Written exercise >> Extract the listing in its entirety, keeping each line identical to the original.

(Coordinate labeling data)

================================

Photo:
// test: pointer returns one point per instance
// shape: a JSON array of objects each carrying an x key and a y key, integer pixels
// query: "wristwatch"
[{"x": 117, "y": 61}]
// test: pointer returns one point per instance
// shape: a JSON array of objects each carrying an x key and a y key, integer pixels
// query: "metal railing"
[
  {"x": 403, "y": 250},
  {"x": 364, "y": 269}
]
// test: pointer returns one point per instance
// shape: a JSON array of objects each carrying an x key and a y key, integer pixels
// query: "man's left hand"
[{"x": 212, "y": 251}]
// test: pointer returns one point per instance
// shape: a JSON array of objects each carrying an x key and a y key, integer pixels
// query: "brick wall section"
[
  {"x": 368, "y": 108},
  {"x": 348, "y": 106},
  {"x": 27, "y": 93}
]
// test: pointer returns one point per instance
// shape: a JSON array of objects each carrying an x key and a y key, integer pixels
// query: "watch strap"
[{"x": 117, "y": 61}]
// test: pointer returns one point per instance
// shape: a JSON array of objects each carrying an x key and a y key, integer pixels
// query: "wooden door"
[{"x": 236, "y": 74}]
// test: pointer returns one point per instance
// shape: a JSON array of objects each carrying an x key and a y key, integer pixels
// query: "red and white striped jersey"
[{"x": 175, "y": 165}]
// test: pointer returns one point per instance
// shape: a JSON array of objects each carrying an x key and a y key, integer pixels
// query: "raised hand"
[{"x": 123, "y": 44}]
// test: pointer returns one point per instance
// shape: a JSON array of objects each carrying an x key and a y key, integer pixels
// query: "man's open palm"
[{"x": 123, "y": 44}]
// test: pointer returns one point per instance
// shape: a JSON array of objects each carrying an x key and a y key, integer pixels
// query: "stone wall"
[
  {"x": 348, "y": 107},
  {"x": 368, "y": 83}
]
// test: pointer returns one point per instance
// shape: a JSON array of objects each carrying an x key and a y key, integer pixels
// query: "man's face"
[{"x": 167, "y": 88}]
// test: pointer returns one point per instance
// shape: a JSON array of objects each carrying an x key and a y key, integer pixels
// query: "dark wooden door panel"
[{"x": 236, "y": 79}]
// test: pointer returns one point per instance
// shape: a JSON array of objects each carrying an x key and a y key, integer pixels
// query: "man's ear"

================================

Solved exercise >>
Photo:
// test: pointer returns one point per instance
// shape: a JSON array of objects each carrying an x key and a y key, integer pixels
// query: "wristwatch"
[{"x": 117, "y": 61}]
// test: pointer returns one point per instance
// shape: a JSON array of objects each carrying an x key and a y key, integer pixels
// query: "metal railing"
[
  {"x": 403, "y": 250},
  {"x": 364, "y": 269}
]
// test: pointer returns one point per instance
// shape: a JSON array of objects each carrying an x key and a y key, integer pixels
// query: "man's left hand"
[{"x": 212, "y": 251}]
// test: pointer returns one point per instance
// shape: a JSON array of objects each carrying an x key and a y key, integer pixels
// query: "brick wall section"
[
  {"x": 368, "y": 108},
  {"x": 348, "y": 106},
  {"x": 27, "y": 93}
]
// test: pointer returns one point per instance
// shape: a JSON array of objects each carrying an x key and a y key, integer pixels
// query: "watch strap"
[{"x": 117, "y": 61}]
// test: pointer returns one point per instance
// shape: a JSON array of objects each carrying an x key and a y key, integer pixels
// query: "wooden door"
[{"x": 236, "y": 74}]
// test: pointer returns one point per instance
// shape: a JSON array of objects each carrying an x key and a y key, integer pixels
// query: "red and white striped jersey"
[{"x": 175, "y": 165}]
// test: pointer returns one point per instance
// shape: a JSON array of objects each carrying an x key and a y key, integer pixels
// query: "raised hand"
[{"x": 123, "y": 44}]
// test: pointer returns one point per instance
// shape: a JSON array of objects each carrying an x key and a y key, integer pixels
// query: "man's open palm"
[{"x": 123, "y": 44}]
// test: pointer returns one point per instance
// shape: a JSON array of objects each carrying an x key and a y key, integer pixels
// query: "stone wall"
[
  {"x": 348, "y": 107},
  {"x": 368, "y": 83}
]
// test: pointer returns one point per instance
// shape: a JSON array of objects each carrying an x key and a y key, integer pixels
// query: "man's face"
[{"x": 167, "y": 88}]
// test: pointer returns one point per instance
// shape: a JSON array of objects each carrying an x key and a y key, integer pixels
// query: "dark wooden door panel"
[{"x": 236, "y": 79}]
// test: pointer returns one point per instance
// shape: a JSON array of objects each carrying an x key and a y key, integer pixels
// query: "man's ear"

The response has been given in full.